Dataset lines on where objects appear:
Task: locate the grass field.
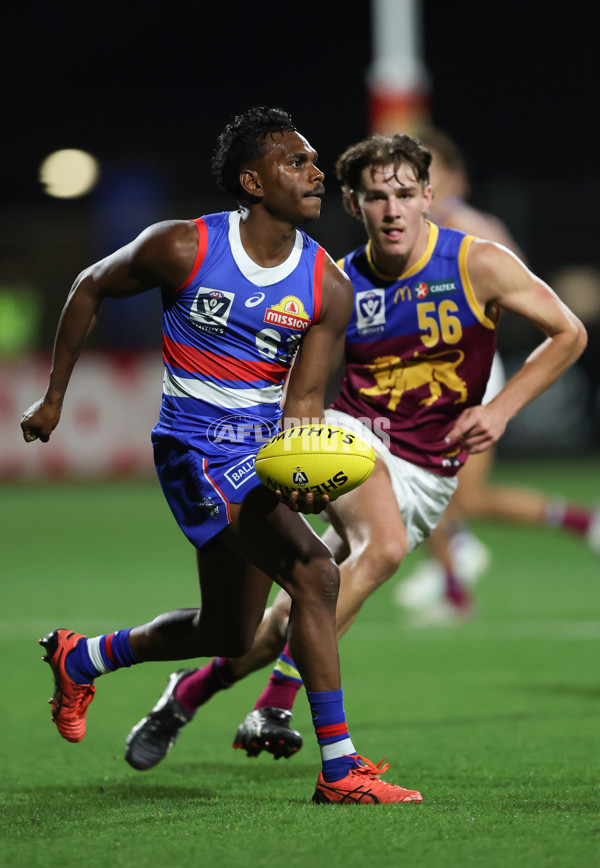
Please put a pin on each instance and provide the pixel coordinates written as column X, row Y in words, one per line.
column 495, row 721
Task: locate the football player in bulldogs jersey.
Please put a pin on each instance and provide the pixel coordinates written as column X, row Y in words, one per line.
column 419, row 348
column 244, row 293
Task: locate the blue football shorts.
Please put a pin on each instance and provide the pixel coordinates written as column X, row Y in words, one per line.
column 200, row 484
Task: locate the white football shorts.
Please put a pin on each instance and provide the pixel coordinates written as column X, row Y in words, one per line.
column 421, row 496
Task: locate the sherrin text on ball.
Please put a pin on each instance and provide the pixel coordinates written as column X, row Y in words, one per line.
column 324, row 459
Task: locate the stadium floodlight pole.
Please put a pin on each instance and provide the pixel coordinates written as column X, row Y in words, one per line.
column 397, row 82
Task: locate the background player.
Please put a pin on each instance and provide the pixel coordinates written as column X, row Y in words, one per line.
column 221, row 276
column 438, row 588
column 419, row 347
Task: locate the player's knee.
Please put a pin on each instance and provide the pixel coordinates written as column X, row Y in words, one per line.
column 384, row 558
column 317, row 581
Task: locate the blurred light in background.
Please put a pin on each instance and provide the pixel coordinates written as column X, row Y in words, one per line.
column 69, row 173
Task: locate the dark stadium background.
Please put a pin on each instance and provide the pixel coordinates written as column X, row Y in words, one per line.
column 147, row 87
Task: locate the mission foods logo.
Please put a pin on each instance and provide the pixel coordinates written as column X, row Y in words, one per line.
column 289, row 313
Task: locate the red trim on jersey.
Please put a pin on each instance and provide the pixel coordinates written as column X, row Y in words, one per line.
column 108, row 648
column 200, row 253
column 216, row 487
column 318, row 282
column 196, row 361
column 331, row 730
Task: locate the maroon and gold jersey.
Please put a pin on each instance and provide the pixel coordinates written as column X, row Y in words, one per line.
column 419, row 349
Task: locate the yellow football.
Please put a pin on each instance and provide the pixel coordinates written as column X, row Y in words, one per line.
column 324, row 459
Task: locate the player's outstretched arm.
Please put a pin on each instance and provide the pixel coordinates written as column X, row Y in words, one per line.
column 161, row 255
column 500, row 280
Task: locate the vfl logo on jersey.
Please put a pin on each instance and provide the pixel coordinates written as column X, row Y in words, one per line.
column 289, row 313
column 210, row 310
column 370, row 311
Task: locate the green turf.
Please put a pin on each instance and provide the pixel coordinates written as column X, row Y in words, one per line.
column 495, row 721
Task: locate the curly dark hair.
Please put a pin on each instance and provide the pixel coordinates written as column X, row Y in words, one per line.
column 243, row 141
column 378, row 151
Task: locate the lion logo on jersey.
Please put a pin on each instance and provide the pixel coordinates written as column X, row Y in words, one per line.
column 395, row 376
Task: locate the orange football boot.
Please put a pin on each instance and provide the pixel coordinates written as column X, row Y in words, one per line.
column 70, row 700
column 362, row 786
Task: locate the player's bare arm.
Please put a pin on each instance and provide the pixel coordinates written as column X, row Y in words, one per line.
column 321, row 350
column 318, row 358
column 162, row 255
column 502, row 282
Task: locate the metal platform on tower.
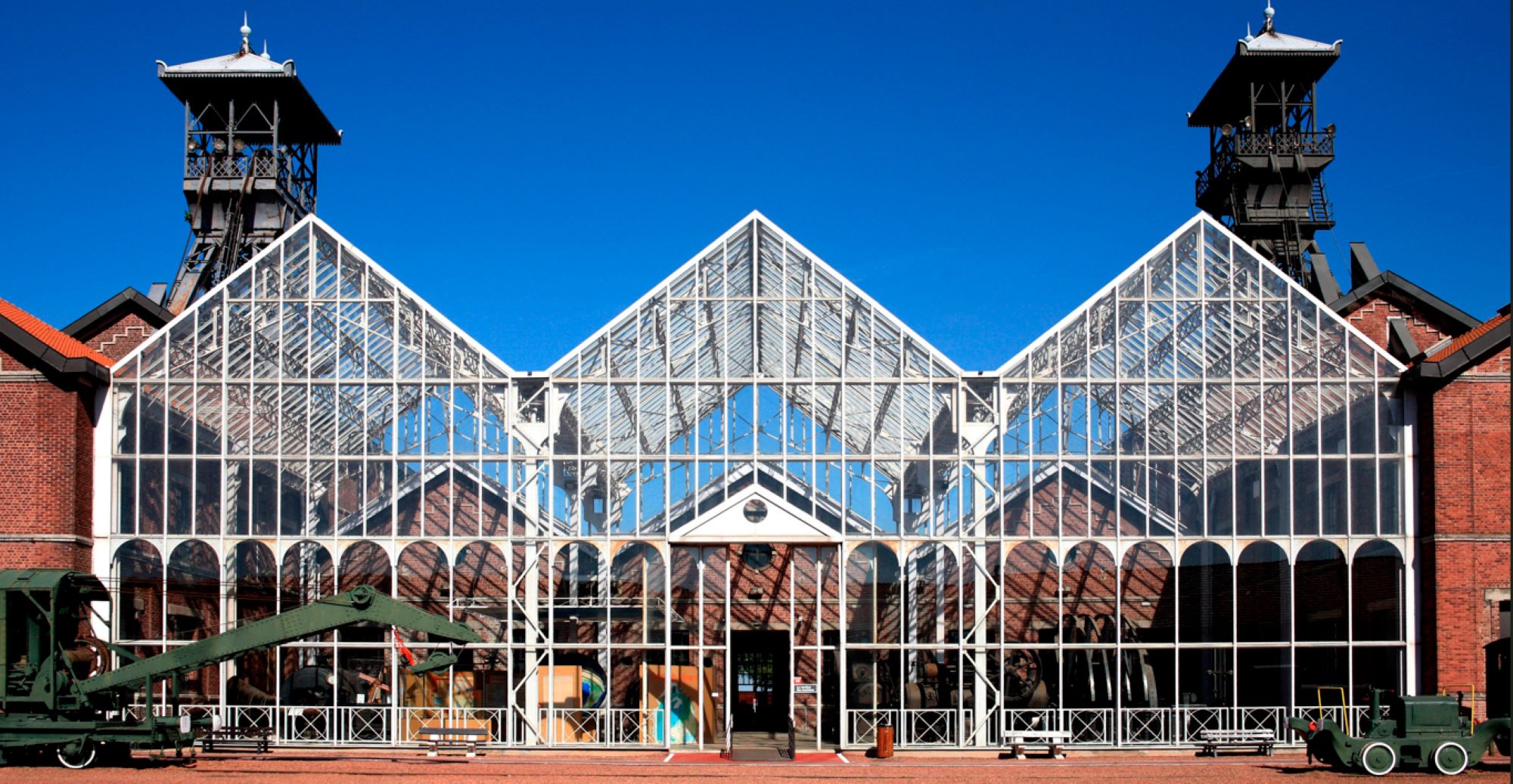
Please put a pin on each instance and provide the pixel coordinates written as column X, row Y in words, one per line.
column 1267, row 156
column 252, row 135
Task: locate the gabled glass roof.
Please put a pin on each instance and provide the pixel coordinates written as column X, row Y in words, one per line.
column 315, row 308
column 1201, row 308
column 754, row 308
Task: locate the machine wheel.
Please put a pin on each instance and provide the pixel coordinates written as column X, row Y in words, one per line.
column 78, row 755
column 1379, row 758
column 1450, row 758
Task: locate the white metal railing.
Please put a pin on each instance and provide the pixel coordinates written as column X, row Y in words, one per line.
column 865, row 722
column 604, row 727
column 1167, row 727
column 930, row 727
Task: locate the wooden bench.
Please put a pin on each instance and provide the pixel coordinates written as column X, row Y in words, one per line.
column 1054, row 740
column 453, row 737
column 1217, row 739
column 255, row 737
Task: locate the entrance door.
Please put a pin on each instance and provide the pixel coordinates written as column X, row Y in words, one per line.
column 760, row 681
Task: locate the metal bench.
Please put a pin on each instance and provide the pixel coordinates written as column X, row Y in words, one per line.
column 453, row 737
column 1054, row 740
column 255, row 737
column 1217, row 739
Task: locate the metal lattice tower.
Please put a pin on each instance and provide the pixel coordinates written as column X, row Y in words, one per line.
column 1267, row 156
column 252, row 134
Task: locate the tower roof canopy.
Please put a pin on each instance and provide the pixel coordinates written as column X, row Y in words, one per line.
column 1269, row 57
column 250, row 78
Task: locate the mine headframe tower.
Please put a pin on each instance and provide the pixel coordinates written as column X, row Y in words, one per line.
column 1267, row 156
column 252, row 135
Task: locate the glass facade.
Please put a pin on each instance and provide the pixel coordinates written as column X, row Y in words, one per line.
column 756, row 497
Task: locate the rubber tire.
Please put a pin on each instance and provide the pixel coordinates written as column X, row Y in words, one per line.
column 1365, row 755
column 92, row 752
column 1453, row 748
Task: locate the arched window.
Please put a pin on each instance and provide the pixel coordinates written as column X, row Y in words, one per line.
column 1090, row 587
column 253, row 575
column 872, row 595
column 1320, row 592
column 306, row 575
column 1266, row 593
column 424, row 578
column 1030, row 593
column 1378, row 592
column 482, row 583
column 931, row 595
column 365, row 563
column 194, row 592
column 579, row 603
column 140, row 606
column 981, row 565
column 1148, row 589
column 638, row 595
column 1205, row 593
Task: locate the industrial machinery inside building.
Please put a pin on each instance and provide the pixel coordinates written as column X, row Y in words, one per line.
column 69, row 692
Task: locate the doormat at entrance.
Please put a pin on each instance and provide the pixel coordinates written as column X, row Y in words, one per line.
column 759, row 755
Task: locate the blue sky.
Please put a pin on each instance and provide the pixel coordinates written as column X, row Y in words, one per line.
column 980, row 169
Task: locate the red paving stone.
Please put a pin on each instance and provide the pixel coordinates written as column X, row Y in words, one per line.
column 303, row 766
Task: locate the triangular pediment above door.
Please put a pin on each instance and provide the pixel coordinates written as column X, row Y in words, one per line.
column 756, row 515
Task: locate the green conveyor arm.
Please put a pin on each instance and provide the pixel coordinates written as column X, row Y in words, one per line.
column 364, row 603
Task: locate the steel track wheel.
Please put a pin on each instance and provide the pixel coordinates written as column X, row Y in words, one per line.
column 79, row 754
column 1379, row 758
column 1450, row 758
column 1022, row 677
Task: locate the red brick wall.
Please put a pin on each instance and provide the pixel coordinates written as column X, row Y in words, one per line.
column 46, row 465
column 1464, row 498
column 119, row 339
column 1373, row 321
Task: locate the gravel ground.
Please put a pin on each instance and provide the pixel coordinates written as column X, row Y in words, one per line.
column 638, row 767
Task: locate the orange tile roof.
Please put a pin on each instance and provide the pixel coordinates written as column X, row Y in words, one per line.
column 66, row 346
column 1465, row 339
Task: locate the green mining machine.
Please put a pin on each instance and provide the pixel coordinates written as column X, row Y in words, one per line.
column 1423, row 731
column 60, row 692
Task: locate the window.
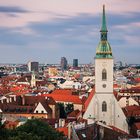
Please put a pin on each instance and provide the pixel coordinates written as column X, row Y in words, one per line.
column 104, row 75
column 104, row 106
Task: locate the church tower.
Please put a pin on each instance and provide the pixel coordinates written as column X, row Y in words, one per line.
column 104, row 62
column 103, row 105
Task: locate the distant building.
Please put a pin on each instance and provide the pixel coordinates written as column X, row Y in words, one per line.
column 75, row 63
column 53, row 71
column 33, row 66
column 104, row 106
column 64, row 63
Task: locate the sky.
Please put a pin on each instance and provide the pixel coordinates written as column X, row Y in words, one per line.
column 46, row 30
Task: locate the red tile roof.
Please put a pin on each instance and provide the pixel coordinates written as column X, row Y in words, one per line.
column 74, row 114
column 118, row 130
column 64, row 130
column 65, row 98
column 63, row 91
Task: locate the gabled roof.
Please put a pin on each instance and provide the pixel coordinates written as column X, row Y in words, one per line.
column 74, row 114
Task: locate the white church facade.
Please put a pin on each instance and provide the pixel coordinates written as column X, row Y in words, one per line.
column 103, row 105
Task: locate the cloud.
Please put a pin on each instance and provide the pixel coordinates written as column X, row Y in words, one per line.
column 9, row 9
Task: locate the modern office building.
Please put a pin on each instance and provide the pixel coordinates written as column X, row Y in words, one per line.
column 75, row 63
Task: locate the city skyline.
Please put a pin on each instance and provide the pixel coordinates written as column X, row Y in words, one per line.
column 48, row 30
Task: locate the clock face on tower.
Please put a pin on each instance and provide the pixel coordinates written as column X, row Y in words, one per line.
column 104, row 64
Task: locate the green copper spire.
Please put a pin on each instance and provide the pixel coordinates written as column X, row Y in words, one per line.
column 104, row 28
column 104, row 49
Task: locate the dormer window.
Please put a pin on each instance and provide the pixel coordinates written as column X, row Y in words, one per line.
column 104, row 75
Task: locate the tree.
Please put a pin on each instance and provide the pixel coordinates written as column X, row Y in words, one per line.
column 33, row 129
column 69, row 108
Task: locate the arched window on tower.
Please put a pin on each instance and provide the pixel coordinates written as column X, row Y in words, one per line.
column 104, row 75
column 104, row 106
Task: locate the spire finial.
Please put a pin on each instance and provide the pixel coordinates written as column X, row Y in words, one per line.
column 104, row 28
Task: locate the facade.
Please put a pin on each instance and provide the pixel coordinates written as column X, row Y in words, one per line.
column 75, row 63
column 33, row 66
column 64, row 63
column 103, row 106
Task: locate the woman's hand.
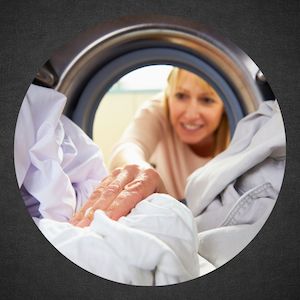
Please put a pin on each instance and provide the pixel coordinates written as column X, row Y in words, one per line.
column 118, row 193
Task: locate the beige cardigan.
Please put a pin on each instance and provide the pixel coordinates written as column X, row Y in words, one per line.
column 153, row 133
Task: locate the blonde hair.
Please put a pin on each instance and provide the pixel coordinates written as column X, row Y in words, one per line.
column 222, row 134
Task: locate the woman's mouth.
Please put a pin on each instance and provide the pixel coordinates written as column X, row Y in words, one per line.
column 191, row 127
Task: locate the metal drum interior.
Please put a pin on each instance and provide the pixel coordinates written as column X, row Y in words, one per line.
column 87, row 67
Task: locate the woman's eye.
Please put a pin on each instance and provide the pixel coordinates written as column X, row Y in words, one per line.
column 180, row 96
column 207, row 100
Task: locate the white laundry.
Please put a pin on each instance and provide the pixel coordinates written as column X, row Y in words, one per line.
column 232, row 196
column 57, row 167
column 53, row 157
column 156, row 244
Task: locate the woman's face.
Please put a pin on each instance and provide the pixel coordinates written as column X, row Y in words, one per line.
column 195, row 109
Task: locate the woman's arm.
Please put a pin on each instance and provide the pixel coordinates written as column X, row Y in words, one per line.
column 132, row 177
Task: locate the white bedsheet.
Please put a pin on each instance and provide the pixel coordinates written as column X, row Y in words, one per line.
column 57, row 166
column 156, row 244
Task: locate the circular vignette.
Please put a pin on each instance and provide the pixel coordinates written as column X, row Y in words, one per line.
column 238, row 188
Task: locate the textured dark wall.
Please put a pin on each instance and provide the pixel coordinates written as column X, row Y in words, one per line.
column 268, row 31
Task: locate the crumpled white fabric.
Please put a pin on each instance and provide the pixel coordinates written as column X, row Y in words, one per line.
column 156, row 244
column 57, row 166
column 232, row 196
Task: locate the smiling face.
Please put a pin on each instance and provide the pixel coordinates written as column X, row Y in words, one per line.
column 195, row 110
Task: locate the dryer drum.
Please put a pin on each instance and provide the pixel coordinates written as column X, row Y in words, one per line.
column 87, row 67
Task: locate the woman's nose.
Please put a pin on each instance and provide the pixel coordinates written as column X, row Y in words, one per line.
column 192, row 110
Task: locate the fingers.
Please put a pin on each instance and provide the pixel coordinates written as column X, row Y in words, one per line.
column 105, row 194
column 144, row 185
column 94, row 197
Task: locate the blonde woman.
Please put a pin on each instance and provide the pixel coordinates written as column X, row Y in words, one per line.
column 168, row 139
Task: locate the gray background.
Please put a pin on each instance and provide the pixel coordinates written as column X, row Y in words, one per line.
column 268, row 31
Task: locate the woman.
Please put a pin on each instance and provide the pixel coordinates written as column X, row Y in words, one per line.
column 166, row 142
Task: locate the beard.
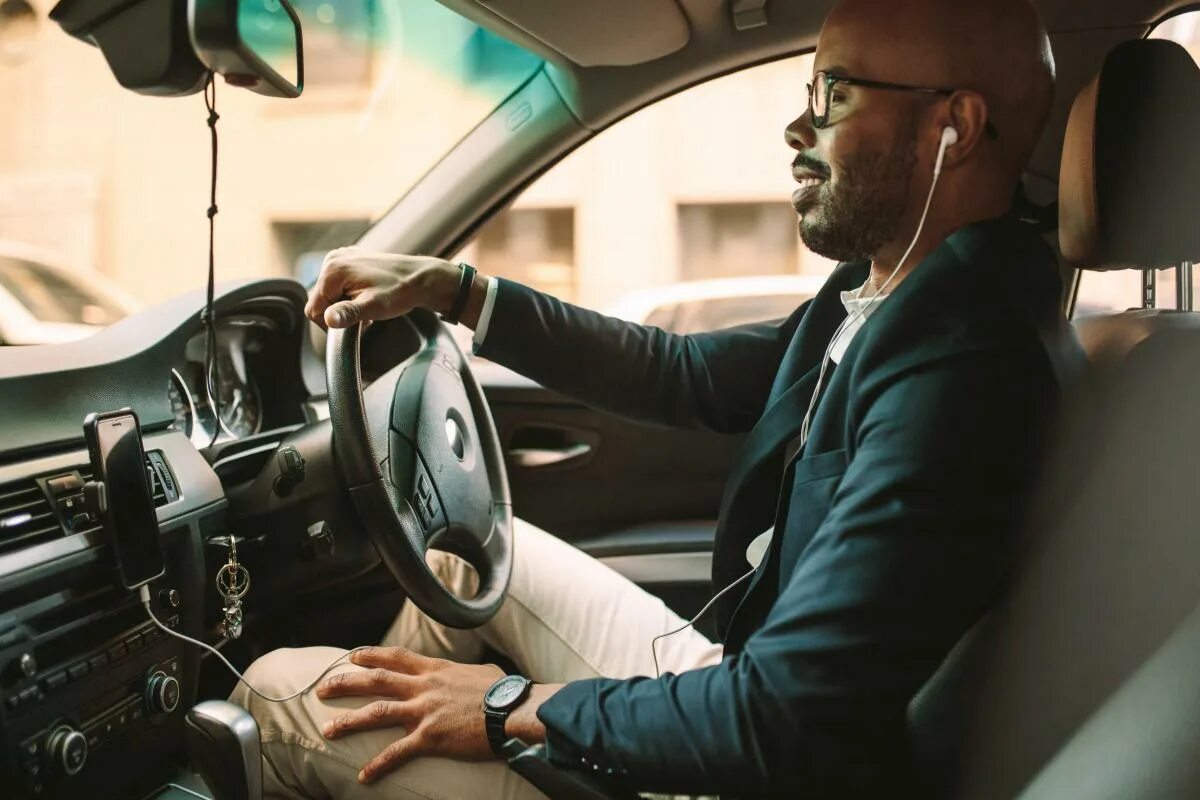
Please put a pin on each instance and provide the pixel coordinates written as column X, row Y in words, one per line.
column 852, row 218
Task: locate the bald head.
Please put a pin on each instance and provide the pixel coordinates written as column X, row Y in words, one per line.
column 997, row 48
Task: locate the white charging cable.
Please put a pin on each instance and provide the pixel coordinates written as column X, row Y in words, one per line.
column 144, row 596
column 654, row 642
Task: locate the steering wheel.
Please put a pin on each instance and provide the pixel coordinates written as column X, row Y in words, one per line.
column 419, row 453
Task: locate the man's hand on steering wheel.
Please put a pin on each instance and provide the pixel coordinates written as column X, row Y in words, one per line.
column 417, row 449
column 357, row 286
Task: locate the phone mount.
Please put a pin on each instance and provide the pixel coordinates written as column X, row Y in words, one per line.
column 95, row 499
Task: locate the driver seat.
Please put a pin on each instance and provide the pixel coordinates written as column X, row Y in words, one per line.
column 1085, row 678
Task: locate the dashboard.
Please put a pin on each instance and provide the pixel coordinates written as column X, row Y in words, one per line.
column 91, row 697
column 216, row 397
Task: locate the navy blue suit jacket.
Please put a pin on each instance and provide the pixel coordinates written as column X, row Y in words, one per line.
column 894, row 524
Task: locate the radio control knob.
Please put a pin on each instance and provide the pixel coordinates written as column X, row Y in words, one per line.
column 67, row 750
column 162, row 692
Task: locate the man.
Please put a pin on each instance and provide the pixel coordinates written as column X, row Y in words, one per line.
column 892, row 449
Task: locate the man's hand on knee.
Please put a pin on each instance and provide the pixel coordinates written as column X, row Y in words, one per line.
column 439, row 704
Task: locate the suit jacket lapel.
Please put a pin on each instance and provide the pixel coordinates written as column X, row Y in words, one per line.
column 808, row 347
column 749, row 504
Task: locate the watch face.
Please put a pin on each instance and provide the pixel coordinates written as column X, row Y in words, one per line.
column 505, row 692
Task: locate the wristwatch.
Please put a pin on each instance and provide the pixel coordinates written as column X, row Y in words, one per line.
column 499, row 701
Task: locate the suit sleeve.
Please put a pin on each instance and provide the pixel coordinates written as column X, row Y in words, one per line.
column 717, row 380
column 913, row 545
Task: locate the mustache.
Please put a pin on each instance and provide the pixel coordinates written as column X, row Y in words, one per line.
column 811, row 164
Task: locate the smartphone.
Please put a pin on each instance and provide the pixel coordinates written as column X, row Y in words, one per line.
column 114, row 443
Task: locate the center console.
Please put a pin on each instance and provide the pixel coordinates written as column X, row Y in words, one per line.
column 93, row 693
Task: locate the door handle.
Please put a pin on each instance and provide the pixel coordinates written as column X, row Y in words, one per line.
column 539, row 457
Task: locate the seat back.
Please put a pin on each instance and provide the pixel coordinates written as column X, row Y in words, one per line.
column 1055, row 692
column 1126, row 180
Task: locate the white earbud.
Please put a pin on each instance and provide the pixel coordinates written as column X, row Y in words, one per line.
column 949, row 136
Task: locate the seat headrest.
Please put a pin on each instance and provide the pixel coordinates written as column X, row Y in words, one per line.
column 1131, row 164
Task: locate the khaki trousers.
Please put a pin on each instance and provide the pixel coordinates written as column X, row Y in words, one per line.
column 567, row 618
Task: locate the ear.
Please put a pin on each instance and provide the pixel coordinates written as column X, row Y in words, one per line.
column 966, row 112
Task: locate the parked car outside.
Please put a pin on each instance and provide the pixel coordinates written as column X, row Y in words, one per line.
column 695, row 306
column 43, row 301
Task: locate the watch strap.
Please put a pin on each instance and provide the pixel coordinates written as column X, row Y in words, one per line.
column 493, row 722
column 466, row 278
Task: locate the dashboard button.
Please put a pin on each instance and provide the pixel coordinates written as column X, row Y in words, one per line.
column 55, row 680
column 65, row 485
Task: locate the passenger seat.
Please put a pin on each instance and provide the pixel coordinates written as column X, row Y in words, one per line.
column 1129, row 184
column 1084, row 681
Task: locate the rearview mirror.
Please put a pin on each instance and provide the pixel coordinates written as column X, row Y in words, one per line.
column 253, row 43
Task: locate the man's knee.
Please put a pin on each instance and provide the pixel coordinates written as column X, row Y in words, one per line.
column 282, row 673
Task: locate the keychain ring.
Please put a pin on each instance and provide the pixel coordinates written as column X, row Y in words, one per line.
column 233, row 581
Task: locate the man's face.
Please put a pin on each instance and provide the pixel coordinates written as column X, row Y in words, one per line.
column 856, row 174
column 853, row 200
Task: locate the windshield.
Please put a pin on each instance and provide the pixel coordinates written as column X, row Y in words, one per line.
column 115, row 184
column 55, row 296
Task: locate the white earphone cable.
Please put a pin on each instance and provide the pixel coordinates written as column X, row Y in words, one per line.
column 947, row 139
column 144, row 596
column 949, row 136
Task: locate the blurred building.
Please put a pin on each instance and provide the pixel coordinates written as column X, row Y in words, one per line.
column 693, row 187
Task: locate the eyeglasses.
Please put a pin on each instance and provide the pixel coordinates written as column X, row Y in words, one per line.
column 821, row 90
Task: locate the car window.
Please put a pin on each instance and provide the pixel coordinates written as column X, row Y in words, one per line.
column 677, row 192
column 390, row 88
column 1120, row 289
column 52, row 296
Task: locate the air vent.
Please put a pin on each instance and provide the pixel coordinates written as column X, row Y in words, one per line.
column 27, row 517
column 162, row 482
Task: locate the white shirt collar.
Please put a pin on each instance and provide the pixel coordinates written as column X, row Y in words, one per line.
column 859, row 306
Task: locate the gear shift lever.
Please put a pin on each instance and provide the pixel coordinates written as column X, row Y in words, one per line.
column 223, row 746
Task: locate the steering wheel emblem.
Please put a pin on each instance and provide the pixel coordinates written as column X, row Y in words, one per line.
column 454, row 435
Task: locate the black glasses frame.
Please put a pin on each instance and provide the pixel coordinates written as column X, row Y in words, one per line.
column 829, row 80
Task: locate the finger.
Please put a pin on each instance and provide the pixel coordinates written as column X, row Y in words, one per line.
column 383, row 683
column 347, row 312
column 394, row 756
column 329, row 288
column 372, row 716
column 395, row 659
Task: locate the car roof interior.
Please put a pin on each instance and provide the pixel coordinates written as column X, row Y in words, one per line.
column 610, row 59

The request> Give the part that opens with the line containing "Task: locate the player's knee." and closes with the line containing "column 69, row 173" again, switching "knee" to "ankle" and leaving everything else unchanged.

Solution to the problem>
Task: locate the player's ankle.
Please put a pin on each instance and provide the pixel coordinates written as column X, row Y in words, one per line.
column 384, row 558
column 317, row 581
Task: locate the blurred light in background.
Please put a pin on each instance and provide the pixel coordinates written as column X, row Y in words, one per line.
column 69, row 173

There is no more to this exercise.